#### [TASK GOAL]
Quote word for word from the line holding "Can you find the wooden" to the last line below, including both, and omit any pictures.

#### [DATA PROVIDED]
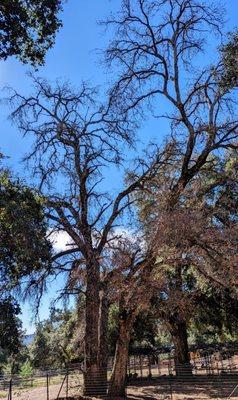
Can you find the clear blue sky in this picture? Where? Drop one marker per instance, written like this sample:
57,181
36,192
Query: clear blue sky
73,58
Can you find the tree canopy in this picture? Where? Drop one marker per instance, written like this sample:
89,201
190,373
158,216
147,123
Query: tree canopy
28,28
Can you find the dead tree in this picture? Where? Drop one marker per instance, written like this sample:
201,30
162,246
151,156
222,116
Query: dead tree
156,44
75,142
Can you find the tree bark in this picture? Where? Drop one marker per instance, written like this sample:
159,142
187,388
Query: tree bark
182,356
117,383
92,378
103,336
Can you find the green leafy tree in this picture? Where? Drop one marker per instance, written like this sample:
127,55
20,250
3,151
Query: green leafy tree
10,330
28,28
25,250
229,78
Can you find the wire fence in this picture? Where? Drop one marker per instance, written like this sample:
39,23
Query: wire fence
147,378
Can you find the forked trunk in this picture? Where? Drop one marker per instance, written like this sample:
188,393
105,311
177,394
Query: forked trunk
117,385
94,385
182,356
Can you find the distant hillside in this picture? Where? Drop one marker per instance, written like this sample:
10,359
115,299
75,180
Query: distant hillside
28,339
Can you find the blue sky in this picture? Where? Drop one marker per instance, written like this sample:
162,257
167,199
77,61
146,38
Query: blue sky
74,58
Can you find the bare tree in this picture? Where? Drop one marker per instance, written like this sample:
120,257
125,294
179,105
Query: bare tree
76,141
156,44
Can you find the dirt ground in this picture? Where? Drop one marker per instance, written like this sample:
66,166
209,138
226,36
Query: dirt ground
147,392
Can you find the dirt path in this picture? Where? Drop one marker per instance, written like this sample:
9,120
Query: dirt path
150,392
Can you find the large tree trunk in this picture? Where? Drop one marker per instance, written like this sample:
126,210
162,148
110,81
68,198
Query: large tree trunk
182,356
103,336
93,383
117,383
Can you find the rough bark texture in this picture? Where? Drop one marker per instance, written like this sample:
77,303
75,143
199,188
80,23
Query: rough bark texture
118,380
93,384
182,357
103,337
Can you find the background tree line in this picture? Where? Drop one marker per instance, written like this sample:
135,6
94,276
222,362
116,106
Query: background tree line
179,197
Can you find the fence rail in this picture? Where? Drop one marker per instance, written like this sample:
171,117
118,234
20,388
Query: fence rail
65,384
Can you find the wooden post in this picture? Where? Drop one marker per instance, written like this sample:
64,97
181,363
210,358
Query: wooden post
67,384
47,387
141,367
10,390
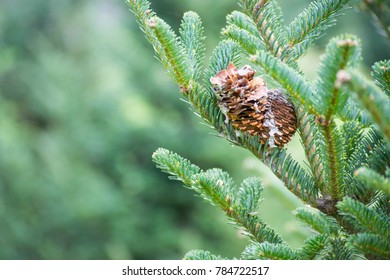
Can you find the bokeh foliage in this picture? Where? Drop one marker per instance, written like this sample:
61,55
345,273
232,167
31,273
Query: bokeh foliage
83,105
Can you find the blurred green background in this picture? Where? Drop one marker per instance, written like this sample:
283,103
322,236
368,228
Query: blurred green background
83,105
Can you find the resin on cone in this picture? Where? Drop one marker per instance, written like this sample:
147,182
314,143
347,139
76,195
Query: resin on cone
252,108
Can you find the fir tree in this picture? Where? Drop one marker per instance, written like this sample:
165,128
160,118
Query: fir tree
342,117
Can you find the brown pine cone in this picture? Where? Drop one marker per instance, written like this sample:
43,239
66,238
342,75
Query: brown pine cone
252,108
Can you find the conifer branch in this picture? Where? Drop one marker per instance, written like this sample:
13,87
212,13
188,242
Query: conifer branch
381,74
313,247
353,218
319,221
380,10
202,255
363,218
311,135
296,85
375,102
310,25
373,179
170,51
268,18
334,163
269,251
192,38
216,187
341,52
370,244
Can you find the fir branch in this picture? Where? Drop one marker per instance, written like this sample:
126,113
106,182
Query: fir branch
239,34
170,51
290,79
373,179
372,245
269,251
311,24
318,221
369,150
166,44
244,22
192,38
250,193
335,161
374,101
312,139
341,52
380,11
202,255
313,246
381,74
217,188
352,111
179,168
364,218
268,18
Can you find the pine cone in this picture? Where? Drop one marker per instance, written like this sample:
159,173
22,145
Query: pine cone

#### [EXERCISE SOLUTION]
Can you find the wooden post in this picture? Where? Drop one marker per instance, written like this sample:
64,97
181,363
210,358
Query: wooden post
67,384
47,387
141,367
10,390
Can you find the bokeh foliage in this picture? Where? Drop one marker per instance, written like this sample:
61,55
345,273
232,167
31,273
Query: bokeh foliage
83,105
Can you find the blurred green background in this picture? Where? Drop one marker per instance, written like this sample:
283,103
322,236
368,228
Query: blurred green background
83,105
Can you find the resin on cone in this picture? Where? Drop one marker per instance, written like this sample:
147,182
314,143
347,139
76,195
Query: resin on cone
252,108
Can you find the fir tree in this picture? Where? Drop one marker per instance, written like this sample:
165,128
160,118
Query: fir tree
342,117
Can you find the brown pine cone in this picture? Where? Drop one marker per instance, written like this sample:
43,239
66,238
342,75
Query: brown pine cone
252,108
Can you find the conifer branch in this picture? Where? Drop one marker per instance, written like this sample:
13,87
212,13
188,242
Query: conifer branch
381,74
313,247
353,218
319,221
380,10
202,255
363,218
311,135
296,85
375,102
310,25
373,179
170,51
268,18
334,163
269,251
192,38
216,187
341,52
370,244
Can you find the fir branch in this picture? Where? Drop one marker per instance, written like this sample:
126,113
106,182
Query: fir branch
239,34
170,51
290,79
373,179
372,245
269,251
311,24
318,221
369,150
166,44
244,22
192,38
250,193
335,161
374,101
312,139
341,52
380,11
202,255
313,246
381,74
217,188
352,111
179,168
364,218
268,18
Can you find the pine cone in this picture? Where? Drop one marker per instance, written like this sample:
159,173
22,145
Query: pine cone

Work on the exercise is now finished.